→ Exercice a
Recopiez le passage du texte sur la mobilité qui commence à « Êtes-vous plutôt ciel » et se termine à « nos mobilités ? », en substituant « futur » à « avenir ».
··· Texte proposé
Cet article est issu du yearbook 2024 : « L’innovation a trouvé sa boussole. » Nous avons conçu cette revue annuelle pour vous inspirer et susciter de nouvelles vocations au service de la transformation des villes et des territoires.
Êtes-vous plutôt ciel de voitures volantes ou légions de triporteurs ? Musique délicate d’un moteur électrique ou concert de chants d’oiseaux ? En matière de mobilité, il ne semble pas y avoir de zone grise : rêves technologiques ou utopies écologiques, les deux extrémités du spectre se toisent, et, entre elles, c’est le royaume de l’impensé. Coincés entre ces deux polarités, comment pouvons-nous imaginer un avenir crédible à nos mobilités ?
D’imagination, la mobilité n’en manque pas. Au contraire, c’est d’une bonne dose de réalité dont elle aurait bien besoin : le véhicule individuel représente encore 84 % des déplacements des particuliers, et la part modale du vélo plafonne à 4,5 %. Le tout-électrique demeure un horizon lointain et risque d’être inaccessible pour nombre d’entre nous. L’autopartage reste trop confidentiel, et les promesses de la conduite autonome ne sont toujours pas tenues.
······
··· Données fournies
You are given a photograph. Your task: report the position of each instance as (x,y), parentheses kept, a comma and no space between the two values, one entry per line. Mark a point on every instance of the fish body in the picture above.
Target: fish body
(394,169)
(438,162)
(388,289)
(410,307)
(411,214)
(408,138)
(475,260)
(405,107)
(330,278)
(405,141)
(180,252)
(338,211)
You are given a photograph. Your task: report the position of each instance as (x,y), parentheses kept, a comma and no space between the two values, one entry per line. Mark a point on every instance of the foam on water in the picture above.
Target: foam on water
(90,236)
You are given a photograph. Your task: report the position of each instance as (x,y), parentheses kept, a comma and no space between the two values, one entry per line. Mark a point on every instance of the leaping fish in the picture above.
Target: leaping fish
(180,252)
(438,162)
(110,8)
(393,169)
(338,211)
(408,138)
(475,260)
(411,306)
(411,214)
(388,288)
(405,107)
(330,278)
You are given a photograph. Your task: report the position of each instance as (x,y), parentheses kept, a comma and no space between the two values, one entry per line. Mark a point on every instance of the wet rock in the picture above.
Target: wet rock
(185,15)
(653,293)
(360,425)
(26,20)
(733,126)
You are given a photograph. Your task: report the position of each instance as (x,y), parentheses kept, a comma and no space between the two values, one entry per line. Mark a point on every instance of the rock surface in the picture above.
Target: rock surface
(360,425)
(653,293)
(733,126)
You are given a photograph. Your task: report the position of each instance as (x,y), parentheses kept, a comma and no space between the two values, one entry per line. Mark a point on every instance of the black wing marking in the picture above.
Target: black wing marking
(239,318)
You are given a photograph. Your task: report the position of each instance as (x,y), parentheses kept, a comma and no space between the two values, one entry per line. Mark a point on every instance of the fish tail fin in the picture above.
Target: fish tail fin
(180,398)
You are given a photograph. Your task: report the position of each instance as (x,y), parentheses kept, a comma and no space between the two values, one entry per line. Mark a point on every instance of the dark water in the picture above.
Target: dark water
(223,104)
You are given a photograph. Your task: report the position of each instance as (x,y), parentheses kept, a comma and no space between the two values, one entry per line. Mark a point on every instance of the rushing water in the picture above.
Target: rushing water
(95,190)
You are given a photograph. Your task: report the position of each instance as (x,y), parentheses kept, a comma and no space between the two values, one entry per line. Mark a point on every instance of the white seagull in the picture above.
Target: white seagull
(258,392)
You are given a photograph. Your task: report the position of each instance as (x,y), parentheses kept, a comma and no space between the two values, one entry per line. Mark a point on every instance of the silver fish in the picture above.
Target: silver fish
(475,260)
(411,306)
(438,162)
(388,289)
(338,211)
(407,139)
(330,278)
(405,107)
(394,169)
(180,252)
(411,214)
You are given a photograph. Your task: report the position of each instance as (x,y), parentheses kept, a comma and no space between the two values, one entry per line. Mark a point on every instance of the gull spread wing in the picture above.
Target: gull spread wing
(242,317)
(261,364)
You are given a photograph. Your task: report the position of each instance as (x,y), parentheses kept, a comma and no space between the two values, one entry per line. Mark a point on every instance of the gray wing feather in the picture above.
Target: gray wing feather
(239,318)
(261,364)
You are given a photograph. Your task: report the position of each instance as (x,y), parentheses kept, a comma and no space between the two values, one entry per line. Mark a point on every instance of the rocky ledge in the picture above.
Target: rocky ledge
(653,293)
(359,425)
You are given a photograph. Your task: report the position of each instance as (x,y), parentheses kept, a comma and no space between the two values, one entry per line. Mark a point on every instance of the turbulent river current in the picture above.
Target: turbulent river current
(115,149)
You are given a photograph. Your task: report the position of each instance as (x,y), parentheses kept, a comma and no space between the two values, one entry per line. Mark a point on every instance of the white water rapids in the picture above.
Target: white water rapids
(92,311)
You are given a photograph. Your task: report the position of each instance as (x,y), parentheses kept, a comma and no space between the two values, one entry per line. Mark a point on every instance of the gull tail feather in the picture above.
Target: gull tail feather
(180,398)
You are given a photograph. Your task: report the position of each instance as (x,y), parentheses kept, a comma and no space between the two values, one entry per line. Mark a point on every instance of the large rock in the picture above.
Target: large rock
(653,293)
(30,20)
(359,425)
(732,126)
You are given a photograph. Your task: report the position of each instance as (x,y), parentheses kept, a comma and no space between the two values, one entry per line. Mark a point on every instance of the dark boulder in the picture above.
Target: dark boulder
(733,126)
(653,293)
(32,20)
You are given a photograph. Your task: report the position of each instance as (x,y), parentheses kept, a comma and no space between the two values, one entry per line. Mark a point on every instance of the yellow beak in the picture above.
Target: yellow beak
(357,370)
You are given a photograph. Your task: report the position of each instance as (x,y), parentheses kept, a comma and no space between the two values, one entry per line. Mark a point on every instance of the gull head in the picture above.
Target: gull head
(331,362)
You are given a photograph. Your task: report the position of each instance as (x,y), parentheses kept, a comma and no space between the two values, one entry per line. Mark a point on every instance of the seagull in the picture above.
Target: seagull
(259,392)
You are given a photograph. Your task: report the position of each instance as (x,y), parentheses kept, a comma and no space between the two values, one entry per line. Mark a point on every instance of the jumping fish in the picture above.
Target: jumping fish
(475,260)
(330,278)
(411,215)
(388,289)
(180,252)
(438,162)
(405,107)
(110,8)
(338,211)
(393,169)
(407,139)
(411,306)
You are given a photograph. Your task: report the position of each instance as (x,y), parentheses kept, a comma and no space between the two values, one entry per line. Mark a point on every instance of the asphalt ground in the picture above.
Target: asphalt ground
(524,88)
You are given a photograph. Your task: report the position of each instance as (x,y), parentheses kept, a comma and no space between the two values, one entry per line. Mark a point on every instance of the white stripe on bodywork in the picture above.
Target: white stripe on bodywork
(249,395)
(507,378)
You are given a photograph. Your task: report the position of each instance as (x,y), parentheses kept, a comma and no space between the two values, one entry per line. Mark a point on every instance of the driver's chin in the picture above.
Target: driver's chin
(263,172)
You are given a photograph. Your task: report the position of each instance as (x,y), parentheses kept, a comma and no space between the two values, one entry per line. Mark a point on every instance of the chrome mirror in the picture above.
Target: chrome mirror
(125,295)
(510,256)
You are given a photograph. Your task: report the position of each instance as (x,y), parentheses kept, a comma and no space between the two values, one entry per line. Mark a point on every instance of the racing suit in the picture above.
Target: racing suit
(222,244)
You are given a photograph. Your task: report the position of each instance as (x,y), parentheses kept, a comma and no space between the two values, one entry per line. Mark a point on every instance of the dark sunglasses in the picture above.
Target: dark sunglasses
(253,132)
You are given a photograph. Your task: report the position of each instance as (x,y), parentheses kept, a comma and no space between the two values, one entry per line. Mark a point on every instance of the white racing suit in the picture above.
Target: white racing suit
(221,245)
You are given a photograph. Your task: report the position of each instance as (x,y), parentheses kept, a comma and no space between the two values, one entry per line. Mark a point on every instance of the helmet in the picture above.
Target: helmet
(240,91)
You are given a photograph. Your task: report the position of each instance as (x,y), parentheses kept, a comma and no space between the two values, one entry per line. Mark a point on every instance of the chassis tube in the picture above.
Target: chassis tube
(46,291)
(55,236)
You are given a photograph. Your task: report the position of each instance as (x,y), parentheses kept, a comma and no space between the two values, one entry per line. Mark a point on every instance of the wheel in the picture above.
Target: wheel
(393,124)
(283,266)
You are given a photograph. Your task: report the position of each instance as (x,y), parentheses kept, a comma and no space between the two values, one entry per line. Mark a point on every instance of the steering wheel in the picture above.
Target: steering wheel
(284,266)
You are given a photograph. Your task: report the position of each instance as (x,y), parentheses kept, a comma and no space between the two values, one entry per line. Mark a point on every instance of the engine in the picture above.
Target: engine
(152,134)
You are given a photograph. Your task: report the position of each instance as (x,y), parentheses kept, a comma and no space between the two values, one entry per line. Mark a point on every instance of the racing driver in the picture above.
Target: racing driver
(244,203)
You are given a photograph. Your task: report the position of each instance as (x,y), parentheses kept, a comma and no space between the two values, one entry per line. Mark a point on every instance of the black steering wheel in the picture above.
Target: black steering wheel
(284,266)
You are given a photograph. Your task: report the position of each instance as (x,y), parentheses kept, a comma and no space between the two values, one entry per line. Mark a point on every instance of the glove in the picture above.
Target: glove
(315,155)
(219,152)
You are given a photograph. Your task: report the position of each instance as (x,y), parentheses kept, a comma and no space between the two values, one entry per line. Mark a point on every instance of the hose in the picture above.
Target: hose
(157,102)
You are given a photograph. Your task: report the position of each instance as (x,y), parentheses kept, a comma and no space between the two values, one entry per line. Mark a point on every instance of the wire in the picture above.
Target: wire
······
→ Exercice b
Relevez chaque ligne de la liste qui contient la chaîne « steering ».

→ Réponse attendue a
Êtes-vous plutôt ciel de voitures volantes ou légions de triporteurs ? Musique délicate d’un moteur électrique ou concert de chants d’oiseaux ? En matière de mobilité, il ne semble pas y avoir de zone grise : rêves technologiques ou utopies écologiques, les deux extrémités du spectre se toisent, et, entre elles, c’est le royaume de l’impensé. Coincés entre ces deux polarités, comment pouvons-nous imaginer un futur crédible à nos mobilités ?

→ Réponse attendue b
You are given a photograph. Your task: report the position of each instance as (x,y), parentheses kept, a comma and no space between the two values, one entry per line. Mark a point on every instance of the steering wheel in the picture above.
Target: steering wheel
You are given a photograph. Your task: report the position of each instance as (x,y), parentheses kept, a comma and no space between the two values, one entry per line. Mark a point on every instance of the black steering wheel in the picture above.
Target: black steering wheel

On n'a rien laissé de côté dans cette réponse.